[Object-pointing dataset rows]
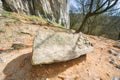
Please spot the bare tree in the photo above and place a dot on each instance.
(92, 8)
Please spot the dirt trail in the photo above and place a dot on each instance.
(16, 64)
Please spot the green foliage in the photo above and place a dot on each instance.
(6, 14)
(2, 30)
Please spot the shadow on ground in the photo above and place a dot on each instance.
(21, 68)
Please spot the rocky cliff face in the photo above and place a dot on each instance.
(52, 10)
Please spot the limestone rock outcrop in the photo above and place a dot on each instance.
(50, 47)
(52, 10)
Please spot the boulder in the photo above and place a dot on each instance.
(50, 47)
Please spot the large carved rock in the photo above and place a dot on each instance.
(52, 10)
(50, 47)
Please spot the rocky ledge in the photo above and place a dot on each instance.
(50, 47)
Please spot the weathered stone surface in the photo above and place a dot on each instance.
(52, 10)
(50, 47)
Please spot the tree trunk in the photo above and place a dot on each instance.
(83, 23)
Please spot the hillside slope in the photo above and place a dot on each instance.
(15, 61)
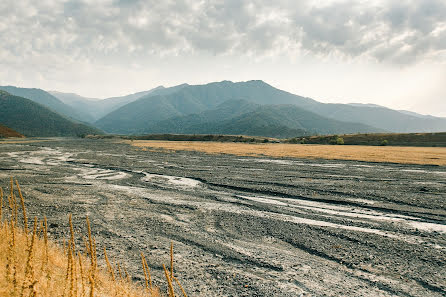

> [Exercise]: Copy the records word for word, starting at the line that contains "Please spot the boulder" and continuing through the end of the records, with both ends included. Leave the pictures out of your copy.

> [Exercise result]:
Please spot the boulder in the photo above and place a dot on each instance.
(50, 47)
Please spot the large carved rock in the photo above and place a dot on each instance.
(52, 10)
(50, 47)
Please spot the rocky ledge in the photo above and place a dot on each instance.
(50, 47)
Please spot the weathered stone surface in the photo above and place a dot on each instance.
(52, 10)
(50, 47)
Please spot the tree trunk in the photo above and place a dot on each instance.
(83, 23)
Please spot the hillside slope in the photo above and place a dot on each instance.
(15, 61)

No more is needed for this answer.